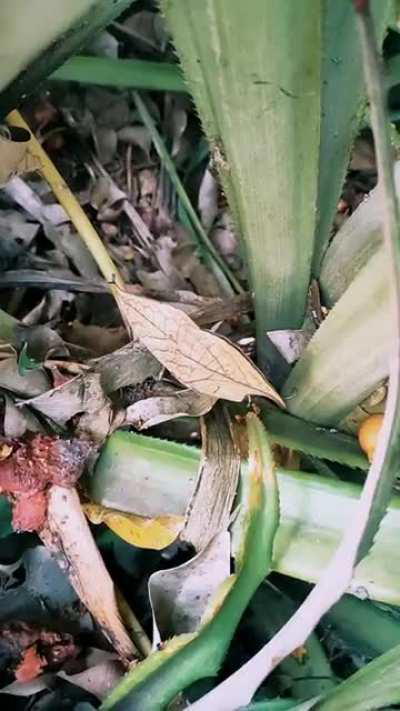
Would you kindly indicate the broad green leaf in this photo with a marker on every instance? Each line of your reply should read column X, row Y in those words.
column 364, row 626
column 358, row 239
column 194, row 655
column 349, row 354
column 38, row 35
column 259, row 103
column 341, row 76
column 374, row 686
column 362, row 532
column 304, row 675
column 151, row 477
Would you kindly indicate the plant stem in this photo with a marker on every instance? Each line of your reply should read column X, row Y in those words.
column 203, row 238
column 384, row 466
column 70, row 204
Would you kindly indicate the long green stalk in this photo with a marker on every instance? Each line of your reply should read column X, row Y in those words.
column 259, row 102
column 135, row 471
column 341, row 76
column 37, row 36
column 349, row 354
column 122, row 73
column 197, row 654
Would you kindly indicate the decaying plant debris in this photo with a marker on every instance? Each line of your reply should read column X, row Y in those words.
column 199, row 317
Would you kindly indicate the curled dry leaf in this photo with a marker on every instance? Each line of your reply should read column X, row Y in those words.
column 14, row 154
column 68, row 536
column 209, row 510
column 80, row 394
column 154, row 410
column 200, row 360
column 153, row 533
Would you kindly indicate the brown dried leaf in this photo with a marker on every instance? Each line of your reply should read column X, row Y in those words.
column 154, row 410
column 200, row 360
column 209, row 510
column 69, row 539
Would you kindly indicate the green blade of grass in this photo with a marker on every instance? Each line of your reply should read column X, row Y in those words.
column 354, row 244
column 364, row 529
column 349, row 354
column 364, row 626
column 341, row 75
column 32, row 47
column 375, row 686
column 303, row 677
column 122, row 73
column 148, row 476
column 188, row 657
column 260, row 103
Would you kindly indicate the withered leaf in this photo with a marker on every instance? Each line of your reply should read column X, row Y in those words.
column 200, row 360
column 14, row 154
column 152, row 533
column 154, row 410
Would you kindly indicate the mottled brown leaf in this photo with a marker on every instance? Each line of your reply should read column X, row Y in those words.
column 200, row 360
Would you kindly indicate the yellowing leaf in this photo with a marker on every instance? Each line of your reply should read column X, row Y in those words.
column 154, row 533
column 200, row 360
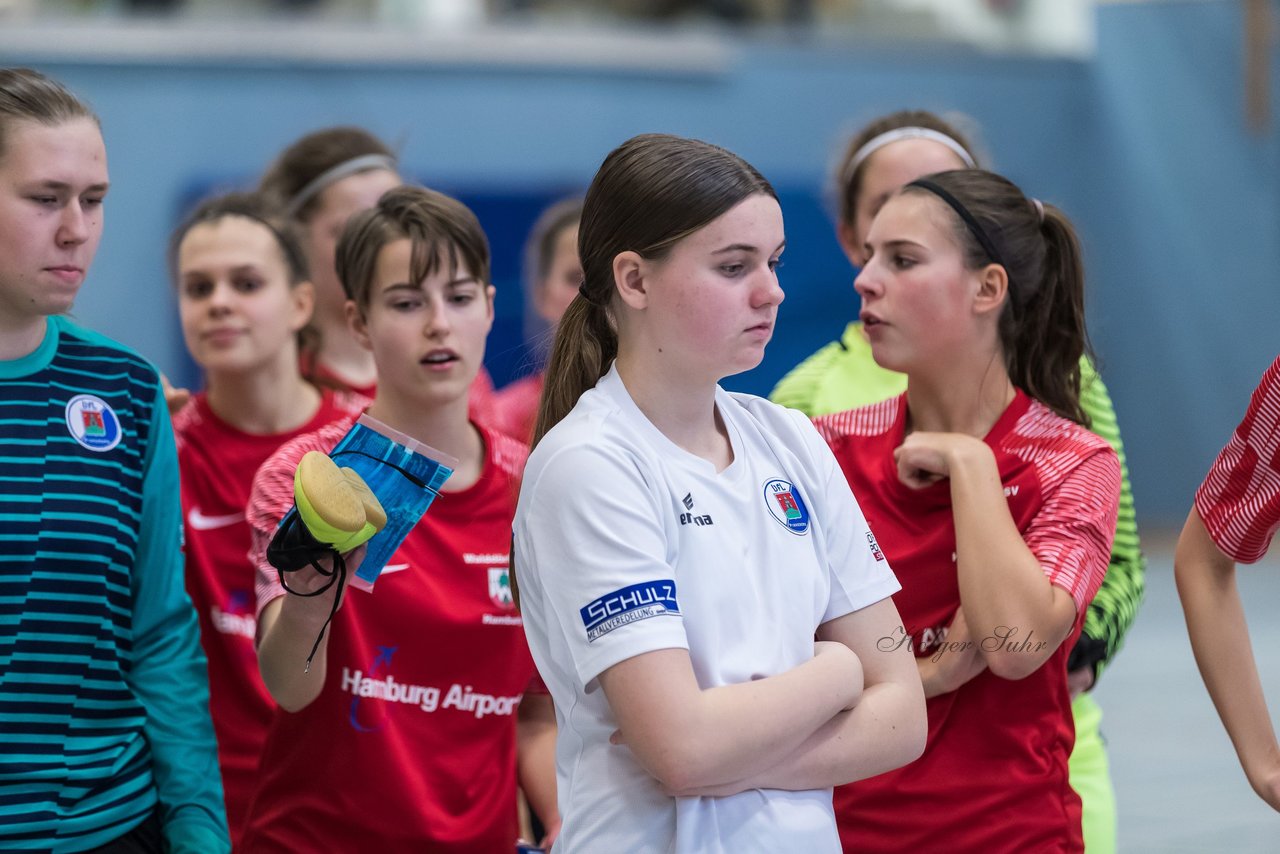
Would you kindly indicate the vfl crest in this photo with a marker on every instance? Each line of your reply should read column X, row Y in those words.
column 787, row 506
column 499, row 587
column 92, row 423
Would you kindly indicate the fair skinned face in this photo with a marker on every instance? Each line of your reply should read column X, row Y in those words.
column 426, row 337
column 922, row 306
column 333, row 208
column 563, row 277
column 237, row 307
column 885, row 172
column 708, row 309
column 53, row 179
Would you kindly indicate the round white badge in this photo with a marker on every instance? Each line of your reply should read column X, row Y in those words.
column 92, row 423
column 786, row 505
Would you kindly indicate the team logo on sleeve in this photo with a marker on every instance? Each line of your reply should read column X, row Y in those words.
column 629, row 604
column 92, row 423
column 786, row 506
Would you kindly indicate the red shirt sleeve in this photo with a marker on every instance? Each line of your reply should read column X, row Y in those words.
column 1072, row 534
column 1239, row 501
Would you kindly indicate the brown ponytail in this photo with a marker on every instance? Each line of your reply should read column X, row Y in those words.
column 650, row 192
column 1042, row 327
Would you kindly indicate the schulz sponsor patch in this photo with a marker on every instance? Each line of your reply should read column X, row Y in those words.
column 629, row 604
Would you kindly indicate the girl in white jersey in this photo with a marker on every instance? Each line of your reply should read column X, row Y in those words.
column 680, row 547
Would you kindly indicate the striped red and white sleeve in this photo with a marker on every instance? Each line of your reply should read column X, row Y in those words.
column 1239, row 501
column 1072, row 533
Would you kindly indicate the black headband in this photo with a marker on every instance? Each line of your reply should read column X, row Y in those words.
column 963, row 213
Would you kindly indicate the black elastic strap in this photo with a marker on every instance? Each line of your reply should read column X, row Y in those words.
column 963, row 213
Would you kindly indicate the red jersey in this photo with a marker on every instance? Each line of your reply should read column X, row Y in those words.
column 411, row 744
column 216, row 462
column 515, row 407
column 993, row 772
column 1239, row 501
column 480, row 396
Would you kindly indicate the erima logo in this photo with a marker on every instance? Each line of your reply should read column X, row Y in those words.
column 871, row 540
column 629, row 604
column 691, row 519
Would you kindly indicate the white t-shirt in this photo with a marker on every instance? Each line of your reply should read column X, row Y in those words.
column 626, row 543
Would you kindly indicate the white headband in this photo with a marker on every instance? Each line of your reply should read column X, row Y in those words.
column 364, row 163
column 878, row 142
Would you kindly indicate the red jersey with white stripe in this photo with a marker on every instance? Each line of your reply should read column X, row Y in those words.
column 411, row 744
column 1239, row 501
column 993, row 772
column 216, row 462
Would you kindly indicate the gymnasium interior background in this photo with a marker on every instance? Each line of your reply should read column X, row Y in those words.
column 1152, row 123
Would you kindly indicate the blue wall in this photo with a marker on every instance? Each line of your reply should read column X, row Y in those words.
column 1143, row 145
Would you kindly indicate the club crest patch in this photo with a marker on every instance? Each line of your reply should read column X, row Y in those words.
column 786, row 506
column 92, row 423
column 499, row 587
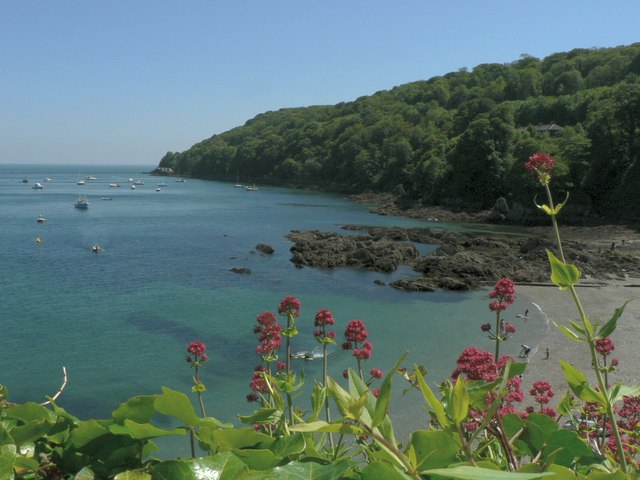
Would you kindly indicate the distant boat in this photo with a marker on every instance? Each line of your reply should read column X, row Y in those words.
column 82, row 202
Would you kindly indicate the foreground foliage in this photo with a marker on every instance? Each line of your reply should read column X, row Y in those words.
column 476, row 432
column 454, row 140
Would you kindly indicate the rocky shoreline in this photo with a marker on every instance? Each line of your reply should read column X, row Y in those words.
column 465, row 261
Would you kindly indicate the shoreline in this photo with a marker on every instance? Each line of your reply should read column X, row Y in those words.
column 599, row 302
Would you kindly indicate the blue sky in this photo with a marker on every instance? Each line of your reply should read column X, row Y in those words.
column 125, row 81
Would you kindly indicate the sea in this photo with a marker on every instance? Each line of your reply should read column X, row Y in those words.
column 119, row 320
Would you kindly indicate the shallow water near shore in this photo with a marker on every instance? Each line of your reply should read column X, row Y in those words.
column 120, row 320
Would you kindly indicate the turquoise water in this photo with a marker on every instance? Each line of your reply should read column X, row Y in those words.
column 120, row 320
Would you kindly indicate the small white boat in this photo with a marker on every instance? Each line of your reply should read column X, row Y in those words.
column 82, row 202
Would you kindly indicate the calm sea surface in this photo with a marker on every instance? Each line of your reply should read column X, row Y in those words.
column 120, row 320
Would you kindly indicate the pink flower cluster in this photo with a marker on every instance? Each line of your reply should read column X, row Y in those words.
column 289, row 306
column 540, row 162
column 503, row 292
column 196, row 353
column 476, row 364
column 269, row 334
column 323, row 319
column 604, row 346
column 356, row 340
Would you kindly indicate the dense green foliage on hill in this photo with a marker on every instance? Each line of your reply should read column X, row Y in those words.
column 457, row 140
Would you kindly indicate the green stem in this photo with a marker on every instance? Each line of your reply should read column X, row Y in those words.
column 325, row 367
column 497, row 336
column 604, row 389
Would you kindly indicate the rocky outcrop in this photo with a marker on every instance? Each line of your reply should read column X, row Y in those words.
column 461, row 261
column 265, row 248
column 330, row 250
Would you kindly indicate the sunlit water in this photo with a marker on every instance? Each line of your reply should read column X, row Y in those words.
column 120, row 320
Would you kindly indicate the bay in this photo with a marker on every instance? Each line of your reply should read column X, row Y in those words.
column 119, row 321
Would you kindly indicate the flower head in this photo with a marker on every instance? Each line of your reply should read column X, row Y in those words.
column 541, row 164
column 289, row 306
column 604, row 346
column 503, row 292
column 196, row 355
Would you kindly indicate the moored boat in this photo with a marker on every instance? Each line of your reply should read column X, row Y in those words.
column 82, row 202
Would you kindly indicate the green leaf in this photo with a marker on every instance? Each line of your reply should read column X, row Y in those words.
column 234, row 438
column 382, row 402
column 475, row 473
column 7, row 460
column 567, row 446
column 579, row 385
column 308, row 471
column 432, row 400
column 259, row 416
column 177, row 405
column 562, row 274
column 142, row 431
column 459, row 401
column 139, row 409
column 565, row 406
column 383, row 471
column 570, row 334
column 341, row 396
column 609, row 327
column 322, row 426
column 133, row 475
column 434, row 448
column 257, row 459
column 223, row 466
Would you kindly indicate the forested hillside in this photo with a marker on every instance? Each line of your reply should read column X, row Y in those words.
column 457, row 140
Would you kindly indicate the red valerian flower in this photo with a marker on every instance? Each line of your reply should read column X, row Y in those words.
column 289, row 306
column 196, row 353
column 540, row 162
column 323, row 318
column 604, row 346
column 504, row 293
column 356, row 331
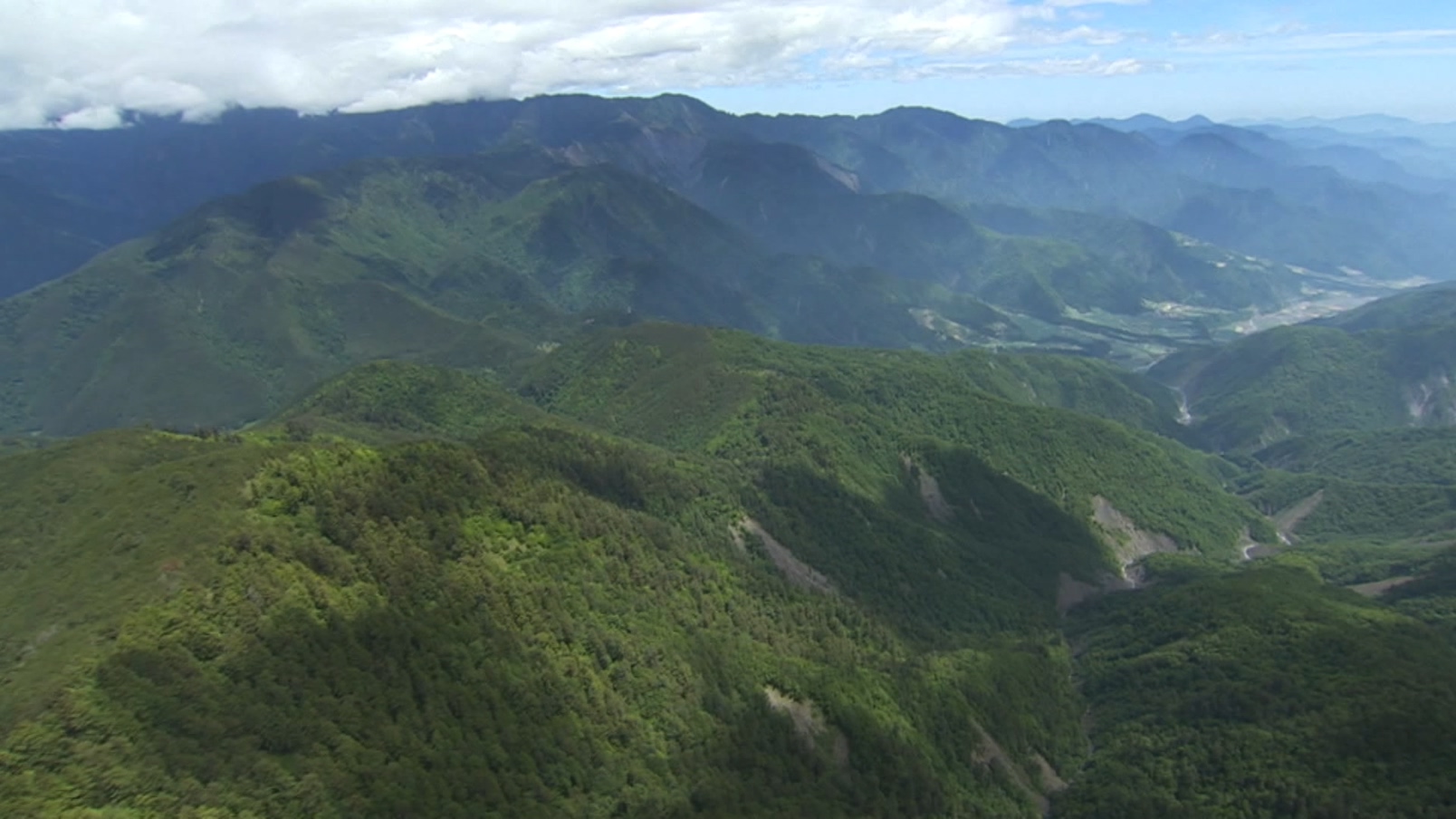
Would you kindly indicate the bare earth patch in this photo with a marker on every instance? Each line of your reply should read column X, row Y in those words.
column 935, row 503
column 1379, row 586
column 1127, row 541
column 798, row 572
column 809, row 725
column 1288, row 519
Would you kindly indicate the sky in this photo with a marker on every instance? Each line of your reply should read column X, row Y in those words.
column 85, row 63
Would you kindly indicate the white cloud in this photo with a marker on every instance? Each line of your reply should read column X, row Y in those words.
column 83, row 62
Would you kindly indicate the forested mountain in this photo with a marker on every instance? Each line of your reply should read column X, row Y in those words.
column 680, row 572
column 583, row 457
column 1212, row 189
column 1385, row 364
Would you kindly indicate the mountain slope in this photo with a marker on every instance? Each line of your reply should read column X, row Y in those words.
column 550, row 621
column 258, row 297
column 828, row 595
column 1317, row 378
column 766, row 402
column 1262, row 694
column 1206, row 184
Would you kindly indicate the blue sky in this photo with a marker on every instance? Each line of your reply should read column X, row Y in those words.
column 85, row 63
column 1221, row 59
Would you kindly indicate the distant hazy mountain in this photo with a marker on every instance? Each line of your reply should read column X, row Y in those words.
column 1386, row 364
column 1214, row 189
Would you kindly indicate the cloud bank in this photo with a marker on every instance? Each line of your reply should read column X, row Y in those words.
column 83, row 62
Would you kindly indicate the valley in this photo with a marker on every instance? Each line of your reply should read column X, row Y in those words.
column 615, row 457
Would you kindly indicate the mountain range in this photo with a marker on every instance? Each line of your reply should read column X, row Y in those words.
column 581, row 457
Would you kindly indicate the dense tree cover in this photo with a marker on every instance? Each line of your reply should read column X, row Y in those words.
column 1347, row 509
column 852, row 414
column 1308, row 380
column 1422, row 455
column 474, row 261
column 1262, row 694
column 344, row 612
column 541, row 624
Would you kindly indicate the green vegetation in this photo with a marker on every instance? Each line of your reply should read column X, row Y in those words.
column 541, row 624
column 1307, row 380
column 855, row 413
column 1353, row 510
column 1262, row 694
column 1388, row 457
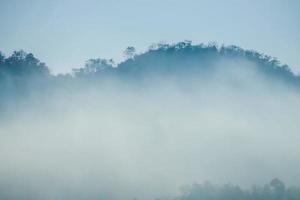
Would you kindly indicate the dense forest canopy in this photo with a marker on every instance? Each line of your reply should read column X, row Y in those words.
column 173, row 115
column 160, row 59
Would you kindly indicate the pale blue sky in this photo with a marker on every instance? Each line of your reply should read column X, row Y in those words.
column 65, row 33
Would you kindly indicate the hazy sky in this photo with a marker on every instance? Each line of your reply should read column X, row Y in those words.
column 65, row 33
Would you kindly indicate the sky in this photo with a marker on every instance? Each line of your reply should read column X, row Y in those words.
column 65, row 33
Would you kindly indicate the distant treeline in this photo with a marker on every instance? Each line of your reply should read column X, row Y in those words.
column 158, row 59
column 275, row 190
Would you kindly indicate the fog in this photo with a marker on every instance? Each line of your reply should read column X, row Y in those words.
column 123, row 138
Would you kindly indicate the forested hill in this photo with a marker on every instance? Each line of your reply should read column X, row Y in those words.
column 160, row 60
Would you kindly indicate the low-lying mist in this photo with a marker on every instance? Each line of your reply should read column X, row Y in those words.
column 148, row 126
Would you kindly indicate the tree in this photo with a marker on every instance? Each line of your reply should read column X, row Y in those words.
column 129, row 52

★ ★ ★

[Set exercise] Reproduce the items from their start through the line holding "column 260, row 103", inclusive, substituting "pin" for every "marker" and leaving everything else unchanged. Omit the pictures from your answer.

[The output]
Would you kindly indicate the broad green leaf in this photo with a pin on every instance? Each line of your reply should read column X, row Y in those words.
column 364, row 626
column 358, row 239
column 194, row 655
column 349, row 354
column 38, row 35
column 259, row 103
column 341, row 76
column 374, row 686
column 362, row 532
column 304, row 675
column 151, row 477
Would you kindly indicate the plant stem in this photo with a pin on every instance? Each line of your reply should read column X, row Y in those words.
column 203, row 238
column 384, row 466
column 70, row 204
Would you kindly indicate the long green stalk in this photo with a pin on every instance? Each line of your reply should read column X, row Y in those words.
column 259, row 102
column 135, row 471
column 341, row 76
column 37, row 36
column 349, row 354
column 122, row 73
column 197, row 654
Would you kindly indicate the decaying plant debris in this photo with a pin on every instance? Each line of your reply should read column X, row Y in those words.
column 199, row 317
Would you kindly indicate the curled dry leaf in this photo with a pin on every instance? Each line of your reply should read column X, row Y in those words.
column 14, row 154
column 68, row 536
column 209, row 510
column 80, row 394
column 154, row 410
column 200, row 360
column 153, row 533
Would you kindly indicate the brown dried leaf in this photo with a pin on every instance? Each line of your reply should read column X, row Y in those words.
column 154, row 410
column 200, row 360
column 209, row 510
column 69, row 539
Would you kindly indicate the green blade of grass in this photo with a pin on every instance? Each line of your reply should read column X, row Y in those words.
column 354, row 244
column 364, row 529
column 349, row 354
column 364, row 626
column 341, row 75
column 32, row 47
column 375, row 686
column 303, row 677
column 122, row 73
column 148, row 476
column 188, row 657
column 260, row 103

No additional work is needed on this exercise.